EXCERPTED PASSAGE –
◆ ◆ ◆ ◆ ◆

Happy Halloween Readers,
The concept of living forever has an eerie significance
in our modern world of biotechnology and cryogenics. Although the cryogenics
labs have admitted that defrosting a body 100 years from now may pose some
problems, it hasn’t stopped people around the world from signing up.
This book has a brilliant premise: in this future,
immortality is within grasp, but only for those who are classed as 'deserving'
and suicide is illegal, anything that might be construed as bad for your health
is illegal in fact. "Suicide Club" is a science fiction novel that is
set in near-future New York in which healthcare is the preserve only of people
whose genes tested at birth convince a shadowy ‘Ministry’ that they’re worth
spending money on. The population is in decline so to combat this, people are
strongly encouraged to live a super-healthy lifestyle and to get various
different body enhancements and replacements. Medical innovation has led to a
world where organs are augmented, skin can be built to be near indestructible,
and science has found out the best ways to live long and healthy lives.
America is divided into two classes of people: By an
unnatural selection, certain individuals become 'Lifers'. Those lucky enough to become are 'Lifers' are often able to live for over one-hundred years while
undergoing receive state-funded treatments to keep them alive for centuries
with the goal of attaining immortality as long as their behaviour conforms to
the standard imposed by agents. Then we have the ‘Non-lifers’ who don’t make
the grade are stigmatised as ‘sub-100s’, who live normal human lifespans and
they are classed and treated as second-class citizens and live and die just
like us mortals do. Surgically enhanced residents partake in a compulsory,
never-ending competition to see who stays alive the longest.
The city’s inhabitants are reminded daily by adverts
warning them of the dangers of reckless activity for example “A fat-encrusted
artery stretched out ‘Meat kills’ or the ubiquitous glowing red eyeball ‘Fruit
-#1 cause of diabetes blindness’. This enforces that the joy has been stripped
from life living in Rachels world, A famous opera singer no longer sings
because it supposedly weakens her heart.

◆ ◆ ◆ ◆ ◆

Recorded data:
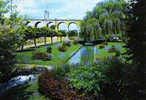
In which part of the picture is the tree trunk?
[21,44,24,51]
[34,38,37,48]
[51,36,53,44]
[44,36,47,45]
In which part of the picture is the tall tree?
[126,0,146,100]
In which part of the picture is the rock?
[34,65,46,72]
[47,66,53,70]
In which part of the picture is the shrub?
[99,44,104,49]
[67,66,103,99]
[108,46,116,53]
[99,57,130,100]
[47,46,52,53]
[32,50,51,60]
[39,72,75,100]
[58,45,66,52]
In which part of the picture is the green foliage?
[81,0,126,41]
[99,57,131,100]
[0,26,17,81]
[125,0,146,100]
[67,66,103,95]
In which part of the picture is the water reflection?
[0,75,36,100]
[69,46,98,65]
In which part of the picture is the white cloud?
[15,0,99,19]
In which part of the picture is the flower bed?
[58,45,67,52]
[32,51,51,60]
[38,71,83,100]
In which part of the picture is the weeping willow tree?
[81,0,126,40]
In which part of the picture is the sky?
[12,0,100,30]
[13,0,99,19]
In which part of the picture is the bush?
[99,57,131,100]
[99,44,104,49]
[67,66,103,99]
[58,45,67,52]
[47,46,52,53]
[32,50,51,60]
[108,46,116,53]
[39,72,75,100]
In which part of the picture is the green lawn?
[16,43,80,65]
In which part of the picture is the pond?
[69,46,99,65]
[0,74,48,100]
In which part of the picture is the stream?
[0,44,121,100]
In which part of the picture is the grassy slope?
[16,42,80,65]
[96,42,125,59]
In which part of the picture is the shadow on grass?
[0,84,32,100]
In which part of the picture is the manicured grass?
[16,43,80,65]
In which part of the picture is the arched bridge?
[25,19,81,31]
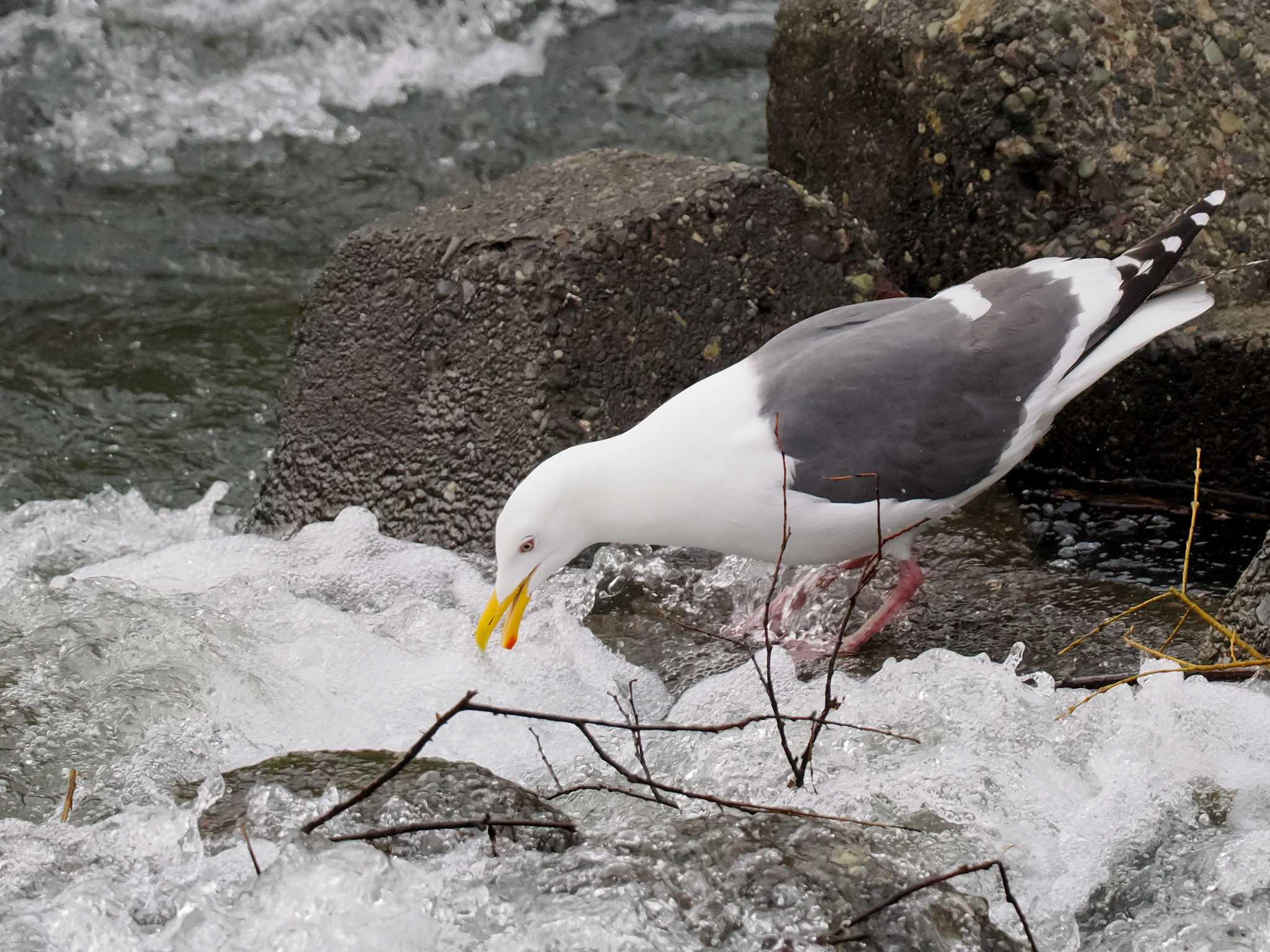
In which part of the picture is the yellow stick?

◆ ◆ ◆ ◆ ◆

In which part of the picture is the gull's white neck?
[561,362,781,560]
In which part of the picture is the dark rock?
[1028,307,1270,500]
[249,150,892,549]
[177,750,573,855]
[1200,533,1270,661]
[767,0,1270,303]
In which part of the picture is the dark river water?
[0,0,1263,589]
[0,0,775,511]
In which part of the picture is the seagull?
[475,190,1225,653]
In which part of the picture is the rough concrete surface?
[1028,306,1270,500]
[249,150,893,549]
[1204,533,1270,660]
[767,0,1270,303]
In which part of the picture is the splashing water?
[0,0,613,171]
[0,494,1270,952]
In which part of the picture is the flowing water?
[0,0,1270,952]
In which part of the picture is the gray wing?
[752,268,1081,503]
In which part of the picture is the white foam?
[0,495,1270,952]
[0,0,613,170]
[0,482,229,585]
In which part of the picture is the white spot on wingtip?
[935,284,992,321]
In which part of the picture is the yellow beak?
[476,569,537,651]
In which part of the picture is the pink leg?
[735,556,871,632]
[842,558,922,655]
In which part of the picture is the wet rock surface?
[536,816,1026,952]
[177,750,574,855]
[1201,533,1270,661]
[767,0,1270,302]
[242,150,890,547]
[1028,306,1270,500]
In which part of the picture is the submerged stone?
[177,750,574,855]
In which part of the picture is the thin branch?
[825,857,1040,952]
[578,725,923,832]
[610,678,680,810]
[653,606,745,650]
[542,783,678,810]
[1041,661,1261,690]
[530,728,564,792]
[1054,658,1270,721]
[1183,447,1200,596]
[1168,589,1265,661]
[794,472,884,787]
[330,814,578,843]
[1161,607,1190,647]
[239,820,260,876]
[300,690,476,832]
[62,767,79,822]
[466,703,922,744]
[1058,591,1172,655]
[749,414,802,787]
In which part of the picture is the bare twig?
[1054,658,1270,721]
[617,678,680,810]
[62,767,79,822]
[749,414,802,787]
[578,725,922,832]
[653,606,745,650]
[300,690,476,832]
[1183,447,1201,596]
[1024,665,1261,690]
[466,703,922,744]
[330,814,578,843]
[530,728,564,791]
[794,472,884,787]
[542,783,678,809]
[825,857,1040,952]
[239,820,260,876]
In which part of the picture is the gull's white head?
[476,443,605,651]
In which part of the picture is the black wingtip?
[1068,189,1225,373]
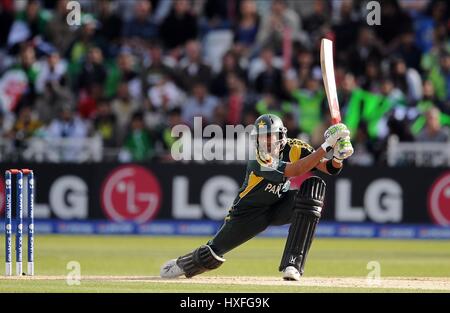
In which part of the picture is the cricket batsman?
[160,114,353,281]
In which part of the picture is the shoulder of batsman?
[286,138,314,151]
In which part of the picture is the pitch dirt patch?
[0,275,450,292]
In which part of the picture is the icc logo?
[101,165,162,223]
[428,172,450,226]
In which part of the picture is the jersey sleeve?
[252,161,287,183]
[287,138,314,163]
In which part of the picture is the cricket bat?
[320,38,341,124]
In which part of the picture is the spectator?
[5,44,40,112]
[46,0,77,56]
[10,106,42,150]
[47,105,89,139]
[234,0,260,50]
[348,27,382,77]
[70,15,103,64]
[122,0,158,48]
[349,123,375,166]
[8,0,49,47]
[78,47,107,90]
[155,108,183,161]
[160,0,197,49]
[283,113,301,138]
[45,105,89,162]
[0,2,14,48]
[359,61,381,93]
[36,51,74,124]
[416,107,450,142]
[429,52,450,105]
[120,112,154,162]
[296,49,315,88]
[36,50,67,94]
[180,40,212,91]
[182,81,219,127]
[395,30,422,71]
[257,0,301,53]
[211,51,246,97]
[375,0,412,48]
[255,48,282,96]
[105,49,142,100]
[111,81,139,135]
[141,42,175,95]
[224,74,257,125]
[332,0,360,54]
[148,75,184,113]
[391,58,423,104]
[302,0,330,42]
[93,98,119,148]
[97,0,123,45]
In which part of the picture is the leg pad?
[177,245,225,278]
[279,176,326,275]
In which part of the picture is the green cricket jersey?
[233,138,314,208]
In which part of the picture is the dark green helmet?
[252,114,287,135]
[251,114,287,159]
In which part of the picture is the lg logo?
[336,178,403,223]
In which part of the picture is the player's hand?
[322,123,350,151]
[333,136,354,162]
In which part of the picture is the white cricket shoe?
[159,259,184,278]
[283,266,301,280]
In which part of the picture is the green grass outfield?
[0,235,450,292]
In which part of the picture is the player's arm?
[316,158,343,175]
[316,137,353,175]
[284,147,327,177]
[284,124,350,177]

◆ ◆ ◆ ◆ ◆

PROBLEM SET –
**1)** Answer these questions about the Suicide Club book review, using only what it states:
(a) In what city is the novel set?
(b) What label is given to the people who do not make the grade to become Lifers?
(c) Why does the famous opera singer no longer sing?
**2)** Duplicate the part of the Suicide Club book review starting at "America is divided" and ending at "alive the longest.".
**3)** Finish out the next part of the Suicide Club book review, picking up right after its last sentence.

RESPONSES PER TASK –
**1)**
(a) The novel is set in near-future New York.
(b) They are stigmatized as "sub-100s."
(c) She no longer sings because it supposedly weakens her heart.

**2)**
America is divided into two classes of people: By an
unnatural selection, certain individuals become 'Lifers'. Those lucky enough to become are 'Lifers' are often able to live for over one-hundred years while
undergoing receive state-funded treatments to keep them alive for centuries
with the goal of attaining immortality as long as their behaviour conforms to
the standard imposed by agents. Then we have the ‘Non-lifers’ who don’t make
the grade are stigmatised as ‘sub-100s’, who live normal human lifespans and
they are classed and treated as second-class citizens and live and die just
like us mortals do. Surgically enhanced residents partake in a compulsory,
never-ending competition to see who stays alive the longest.

**3)**
As the novel opens, lifer Lea and her partner, Todd, are
hoping to be among those chosen for “the Third Wave”, a programme with such
amazing benefits that it paves the way for immortality. Lea suddenly becomes
derailed by the reappearance of her father, whom she hasn’t seen in over 80
years. She becomes mixed up with a woman named Anja, a fellow Lifer who helps
lead an underground movement called the Suicide Club that rejects society’s
sterile pursuit of immortality.
The contrast
between the two main characters is great and Heng is skilful at developing her
characters distinctive personalities. Lea spots her estranged, fugitive father
for the first time in 88 years, and she comes in contact with a group called
the Suicide Club, which advocates quality over quantity when it comes to
measuring a life and finds herself caught between two worlds. While Anja’s
mother was one of the people whose bodies were used to test new procedures and
now her heart keeps going even though she is brain-dead but isn't allowed to
die because life is precious. As the book progresses you get to know them both
well and we learn about Lea and Anja's past experiences as they are relevant to
the story that is being told here.
The world Rachel has created here is interesting and
developed in such a way that it never felt info-dumpy. There are connotations
of The Handmaid’s Tale when two agents who show up at Lea’s door to monitor her
increasingly erratic activity, but it seems fitting that Heng keeps them on the
compassionate side of dictatorial. Rachel has fun with the corporate jargon in
which the Ministry masks its genetic segregation as Lea is forced to attend
‘WeCovery’ re-education sessions. But a little spoofish and brilliant someone
gets cross in a diner because their ‘cabbage patties’ come with ‘regular
gluten-free’ buns instead of ‘carb-free’ ones.